— Start —

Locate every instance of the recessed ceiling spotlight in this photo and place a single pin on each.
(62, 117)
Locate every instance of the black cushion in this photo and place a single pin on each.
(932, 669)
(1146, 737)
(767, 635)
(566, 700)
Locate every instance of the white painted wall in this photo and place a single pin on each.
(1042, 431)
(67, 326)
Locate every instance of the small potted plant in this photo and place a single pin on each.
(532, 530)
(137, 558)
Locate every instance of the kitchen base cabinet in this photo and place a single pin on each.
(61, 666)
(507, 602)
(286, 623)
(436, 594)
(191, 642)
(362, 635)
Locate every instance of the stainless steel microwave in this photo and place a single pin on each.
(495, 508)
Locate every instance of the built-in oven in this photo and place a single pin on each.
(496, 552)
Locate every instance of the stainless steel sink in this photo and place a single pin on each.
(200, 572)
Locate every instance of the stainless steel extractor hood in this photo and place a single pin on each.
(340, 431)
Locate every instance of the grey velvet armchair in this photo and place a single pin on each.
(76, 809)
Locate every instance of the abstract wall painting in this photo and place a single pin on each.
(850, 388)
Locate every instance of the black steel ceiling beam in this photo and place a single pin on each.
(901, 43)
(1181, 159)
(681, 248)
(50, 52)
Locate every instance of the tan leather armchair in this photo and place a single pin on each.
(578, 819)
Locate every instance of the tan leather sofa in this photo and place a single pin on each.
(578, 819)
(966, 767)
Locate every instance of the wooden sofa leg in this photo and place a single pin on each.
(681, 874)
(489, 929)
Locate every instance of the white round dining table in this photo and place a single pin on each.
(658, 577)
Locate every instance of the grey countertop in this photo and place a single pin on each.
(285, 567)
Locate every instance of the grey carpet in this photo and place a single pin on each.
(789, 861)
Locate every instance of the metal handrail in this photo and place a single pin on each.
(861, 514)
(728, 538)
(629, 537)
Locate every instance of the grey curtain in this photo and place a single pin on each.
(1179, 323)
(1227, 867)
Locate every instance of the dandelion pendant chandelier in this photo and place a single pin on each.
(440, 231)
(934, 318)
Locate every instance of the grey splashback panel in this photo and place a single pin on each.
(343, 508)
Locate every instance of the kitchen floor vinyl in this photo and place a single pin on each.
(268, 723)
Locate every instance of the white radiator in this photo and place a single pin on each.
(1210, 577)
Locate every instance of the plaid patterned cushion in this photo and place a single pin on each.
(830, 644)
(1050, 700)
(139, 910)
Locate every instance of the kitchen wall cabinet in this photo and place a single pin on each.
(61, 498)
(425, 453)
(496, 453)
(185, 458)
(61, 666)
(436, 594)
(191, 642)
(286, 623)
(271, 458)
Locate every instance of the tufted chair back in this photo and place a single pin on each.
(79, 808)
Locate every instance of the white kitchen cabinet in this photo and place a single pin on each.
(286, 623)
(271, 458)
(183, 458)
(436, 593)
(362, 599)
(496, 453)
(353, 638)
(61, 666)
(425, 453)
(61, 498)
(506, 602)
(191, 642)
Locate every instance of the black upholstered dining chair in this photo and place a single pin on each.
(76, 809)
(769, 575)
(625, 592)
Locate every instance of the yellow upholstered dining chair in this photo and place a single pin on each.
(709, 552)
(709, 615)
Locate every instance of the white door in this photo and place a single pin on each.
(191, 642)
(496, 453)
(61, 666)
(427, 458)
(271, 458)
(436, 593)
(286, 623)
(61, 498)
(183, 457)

— End —
— Start —

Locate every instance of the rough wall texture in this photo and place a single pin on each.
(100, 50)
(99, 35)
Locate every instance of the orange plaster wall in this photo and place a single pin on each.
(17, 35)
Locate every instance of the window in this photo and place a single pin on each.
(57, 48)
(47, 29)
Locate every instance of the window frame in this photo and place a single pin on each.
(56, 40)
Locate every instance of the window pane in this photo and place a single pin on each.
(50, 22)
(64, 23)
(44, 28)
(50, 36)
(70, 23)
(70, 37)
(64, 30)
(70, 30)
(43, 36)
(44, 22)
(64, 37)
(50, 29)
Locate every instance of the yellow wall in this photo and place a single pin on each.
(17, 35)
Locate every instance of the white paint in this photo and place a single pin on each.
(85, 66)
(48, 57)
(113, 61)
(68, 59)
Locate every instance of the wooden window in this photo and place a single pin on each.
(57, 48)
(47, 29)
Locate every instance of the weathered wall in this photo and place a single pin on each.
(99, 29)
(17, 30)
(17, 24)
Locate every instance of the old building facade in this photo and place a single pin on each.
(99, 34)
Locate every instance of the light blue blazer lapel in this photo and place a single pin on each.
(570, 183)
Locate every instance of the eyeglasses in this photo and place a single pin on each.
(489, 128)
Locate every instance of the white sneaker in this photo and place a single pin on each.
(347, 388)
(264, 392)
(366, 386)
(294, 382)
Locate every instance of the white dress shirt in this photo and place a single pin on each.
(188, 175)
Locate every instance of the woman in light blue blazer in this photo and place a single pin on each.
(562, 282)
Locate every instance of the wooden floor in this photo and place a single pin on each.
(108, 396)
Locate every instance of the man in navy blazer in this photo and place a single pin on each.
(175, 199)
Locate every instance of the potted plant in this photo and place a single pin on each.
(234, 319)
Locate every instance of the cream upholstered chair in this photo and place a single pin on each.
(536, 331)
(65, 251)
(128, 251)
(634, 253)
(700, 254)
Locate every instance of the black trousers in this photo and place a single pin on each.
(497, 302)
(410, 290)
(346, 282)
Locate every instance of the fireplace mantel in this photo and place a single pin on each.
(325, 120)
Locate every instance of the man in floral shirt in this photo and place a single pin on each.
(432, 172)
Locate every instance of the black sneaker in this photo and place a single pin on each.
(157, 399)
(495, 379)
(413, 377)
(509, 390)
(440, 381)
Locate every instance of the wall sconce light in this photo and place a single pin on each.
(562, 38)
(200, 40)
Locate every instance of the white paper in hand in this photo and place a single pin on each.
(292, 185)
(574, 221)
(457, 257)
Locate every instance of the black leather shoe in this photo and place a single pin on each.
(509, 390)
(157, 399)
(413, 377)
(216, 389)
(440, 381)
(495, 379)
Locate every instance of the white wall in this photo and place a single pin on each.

— End —

_OBJECTIVE_
Copy out, word for word, the records beginning with the line that contains "Locate every instance of the cream" and continuing through the line that contains "Locate every instance of the white wall", including both of those lines and nothing else.

_SOLUTION FOR THIS TASK_
Locate every instance of the cream upholstered chair in this photo and place a single pin on each.
(536, 331)
(65, 251)
(128, 251)
(634, 253)
(700, 254)
Locate every instance of the black trousers in this photo and place a single pin on each.
(497, 302)
(410, 290)
(346, 282)
Locate every instance of the fireplace mantel in this photo and place a single pin on each.
(325, 120)
Locate every instance of the man in floral shirt in this photo and place a single pin on each.
(432, 172)
Locate every instance of the black sneaker in this photo and place a single pin on each.
(157, 399)
(495, 379)
(413, 377)
(509, 390)
(440, 381)
Locate every instance of the wall sconce light in this photo and place a single pin on each.
(562, 38)
(200, 40)
Locate every instance of the white paper in hand in this photo and place a single pin on each.
(292, 185)
(574, 221)
(457, 257)
Locate every instance of the black leather shoe in this photo and place a single pin on each.
(509, 390)
(157, 399)
(413, 377)
(216, 389)
(440, 381)
(495, 379)
Locate every instance of the white wall in this photo and place a single pin on each.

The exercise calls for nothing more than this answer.